NEWS: ANALYSIS & COMMENTARY Israel: The Economic Cost of War Violence has helped to kill off growth. Will the economy recover?
These days, a conversation in Benny Gaon's Tel Aviv office about the situation in the Middle East calls for a bracing glass of wine, even if it's only 10 a.m. "We are back to square minus one. We are back to 1948," says the former CEO of conglomerate Koor Industries Ltd., who now runs his own $1 billion investment company, B. Gaon Holdings. A close associate of the late Prime Minister Yitzhak Rabin, Gaon was in the vanguard of Israeli executives who sought to use business to build peace between Israel and the Arabs.
Now, he's profoundly disappointed about the escalating Israeli-Palestinian violence. "Four years ago, I was strutting like a peacock at the World Economic Forum, talking with the Saudis and Jordanians about the new market of the Middle East," Gaon laments. "Now, it's all gone."
Not long ago, just about everything seemed to be going Israel's way, too. That was before the latest Palestinian intifada began in September, 2000. Signing the 1993 Oslo accords, a framework for peace with the Palestinians, helped put an end to Israel's isolated status, opening up closed markets in Asia and Europe to Israeli companies. A new model seemed to emerge as Israel began to shed its state-dominated, military-industrial economy to build a middle-class society based not only on service businesses like construction and tourism but also, increasingly, on high tech.
Suddenly, venture capitalists rushed to throw money at Israeli startups. Tel Aviv became a kind of Silicon Valley on the Mediterranean, teeming with technology whizzes reaping millions and even billions of dollars by taking their companies public. The central bank made the picture more attractive by damping inflation, ending years of economic instability.
The hope was that Israel would play a pivotal role at the center of a growing, vibrant regional economy that would lift living standards in both Israel and the Arab world. Instead, war has combined with the fallout from the global technology crash to deal Israel a harsh blow. The country has been in recession for almost two years, and there is no sign of a respite. Real estate prices have plummeted 30% to 50%; hotel occupancy is running just 7% in Jerusalem during the usually busy post-Passover season; restaurants are deserted. Even harder hit is the neighboring Palestinian economy, which the international community hoped would increasingly blend with Israel's. It lies in ruins, with half the population living on less than $2 a day.

◆ Problem ◆
From the article on Israel's economy, pull out everything from "Now, he's profoundly" down to "on high tech.", word for word. The rows that come next aren't needed for anything here.

(Outline annotation rows)
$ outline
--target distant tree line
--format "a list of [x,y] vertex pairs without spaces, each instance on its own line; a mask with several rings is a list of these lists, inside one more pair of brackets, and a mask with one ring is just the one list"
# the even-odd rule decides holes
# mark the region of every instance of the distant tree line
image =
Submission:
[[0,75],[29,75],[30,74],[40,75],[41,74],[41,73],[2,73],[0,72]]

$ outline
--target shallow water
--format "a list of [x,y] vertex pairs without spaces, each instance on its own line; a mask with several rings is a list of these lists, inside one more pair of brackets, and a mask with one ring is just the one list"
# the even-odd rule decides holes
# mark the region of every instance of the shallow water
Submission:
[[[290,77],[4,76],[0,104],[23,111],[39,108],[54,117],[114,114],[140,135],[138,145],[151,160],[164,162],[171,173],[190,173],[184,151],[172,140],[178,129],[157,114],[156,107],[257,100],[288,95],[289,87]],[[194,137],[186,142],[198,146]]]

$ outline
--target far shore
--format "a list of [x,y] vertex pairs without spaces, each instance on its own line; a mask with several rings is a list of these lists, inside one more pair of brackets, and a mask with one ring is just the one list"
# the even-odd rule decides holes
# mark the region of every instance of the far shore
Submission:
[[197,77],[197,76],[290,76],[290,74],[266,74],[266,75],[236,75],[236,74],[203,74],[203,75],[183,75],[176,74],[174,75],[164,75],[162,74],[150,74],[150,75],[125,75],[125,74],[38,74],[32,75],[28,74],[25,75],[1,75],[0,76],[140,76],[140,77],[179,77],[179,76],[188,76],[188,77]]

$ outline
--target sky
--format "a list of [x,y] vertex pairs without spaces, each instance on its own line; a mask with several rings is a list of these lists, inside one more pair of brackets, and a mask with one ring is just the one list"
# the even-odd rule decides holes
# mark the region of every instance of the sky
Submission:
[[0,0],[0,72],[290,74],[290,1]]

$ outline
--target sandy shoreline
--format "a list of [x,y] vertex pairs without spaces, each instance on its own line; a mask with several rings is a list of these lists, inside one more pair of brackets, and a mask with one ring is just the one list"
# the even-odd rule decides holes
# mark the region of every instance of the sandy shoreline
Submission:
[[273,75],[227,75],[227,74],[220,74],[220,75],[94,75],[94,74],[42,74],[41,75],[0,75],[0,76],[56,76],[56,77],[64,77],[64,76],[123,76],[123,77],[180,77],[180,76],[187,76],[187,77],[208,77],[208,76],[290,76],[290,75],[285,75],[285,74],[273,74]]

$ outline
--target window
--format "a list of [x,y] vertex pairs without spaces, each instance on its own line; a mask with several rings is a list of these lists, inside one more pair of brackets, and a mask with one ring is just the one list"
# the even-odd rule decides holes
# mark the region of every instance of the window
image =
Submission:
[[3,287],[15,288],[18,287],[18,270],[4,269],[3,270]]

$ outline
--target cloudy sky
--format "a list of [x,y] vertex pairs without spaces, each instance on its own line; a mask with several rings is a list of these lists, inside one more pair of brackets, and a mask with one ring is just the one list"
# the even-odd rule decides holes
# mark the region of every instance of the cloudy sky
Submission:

◆ Full output ◆
Now, he's profoundly disappointed about the escalating Israeli-Palestinian violence. "Four years ago, I was strutting like a peacock at the World Economic Forum, talking with the Saudis and Jordanians about the new market of the Middle East," Gaon laments. "Now, it's all gone."
Not long ago, just about everything seemed to be going Israel's way, too. That was before the latest Palestinian intifada began in September, 2000. Signing the 1993 Oslo accords, a framework for peace with the Palestinians, helped put an end to Israel's isolated status, opening up closed markets in Asia and Europe to Israeli companies. A new model seemed to emerge as Israel began to shed its state-dominated, military-industrial economy to build a middle-class society based not only on service businesses like construction and tourism but also, increasingly, on high tech.